Document ▸
____

Dans le fond : un coeur plein
En synergie avec la communication formelle, l’expression parle directement au cœur des artistes et des auditeurs. Pianiste et violoniste déploient un art du phrasé, de l’accentuation, plus italienne qu’allemande, à l’échelle de petites formules, comme de thématiques amplement développées. Les chromatismes sont soulignés par l’un et l’autre avec élégance et ferveur le violon du côté de la lumière, le piano de la profondeur.
Les symétries et les questions et réponses deviennent couleurs, accents, discours, les deux interprètes s’employant à construire une palette richement colorée. Plainte, joie, humour et méditation constituent le climat de ce répertoire, sa « météo » émotionnelle, ses hauts et ses bas que les interprètent explorent avec un engagement non seulement audible mais également visible et palpable, tout en creusant, pour l’auditeur, le sillon essentiel de la tonalité.
Demandez le programme !

____

Restituez mot pour mot le passage du document qui va de « Dans le fond » à « de la profondeur. ». Les enregistrements n'ont aucun rapport avec le document.

Liste des données ▸
____

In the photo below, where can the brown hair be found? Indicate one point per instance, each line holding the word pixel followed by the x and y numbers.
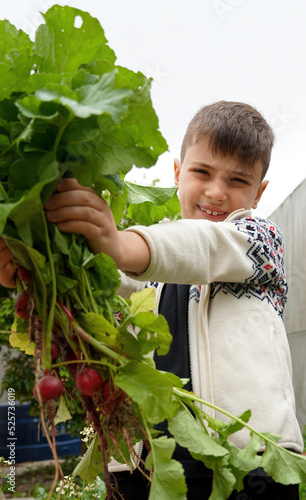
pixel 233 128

____

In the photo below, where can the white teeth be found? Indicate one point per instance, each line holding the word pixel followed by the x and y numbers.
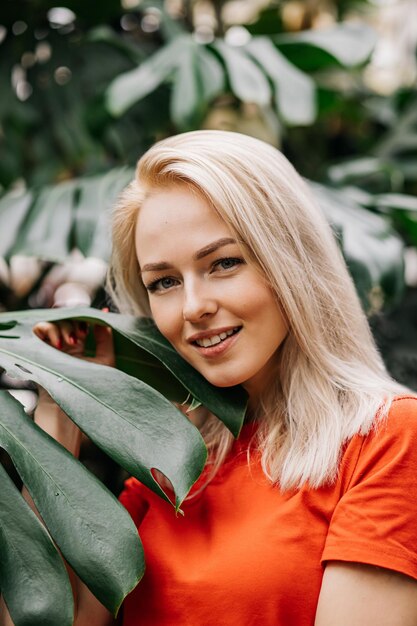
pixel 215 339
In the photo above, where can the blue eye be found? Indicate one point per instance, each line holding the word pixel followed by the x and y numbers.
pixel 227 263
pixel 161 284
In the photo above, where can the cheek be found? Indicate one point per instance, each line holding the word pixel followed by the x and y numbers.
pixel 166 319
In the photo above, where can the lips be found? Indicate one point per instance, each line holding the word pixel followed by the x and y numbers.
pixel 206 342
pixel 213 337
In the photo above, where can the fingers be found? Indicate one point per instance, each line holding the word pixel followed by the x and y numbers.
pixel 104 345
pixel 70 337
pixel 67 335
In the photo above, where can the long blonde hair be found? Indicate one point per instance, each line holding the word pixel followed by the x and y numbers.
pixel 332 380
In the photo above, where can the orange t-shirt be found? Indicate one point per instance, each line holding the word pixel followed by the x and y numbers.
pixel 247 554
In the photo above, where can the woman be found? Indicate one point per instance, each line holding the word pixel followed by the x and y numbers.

____

Réponse ▸
Dans le fond : un coeur plein
En synergie avec la communication formelle, l’expression parle directement au cœur des artistes et des auditeurs. Pianiste et violoniste déploient un art du phrasé, de l’accentuation, plus italienne qu’allemande, à l’échelle de petites formules, comme de thématiques amplement développées. Les chromatismes sont soulignés par l’un et l’autre avec élégance et ferveur le violon du côté de la lumière, le piano de la profondeur.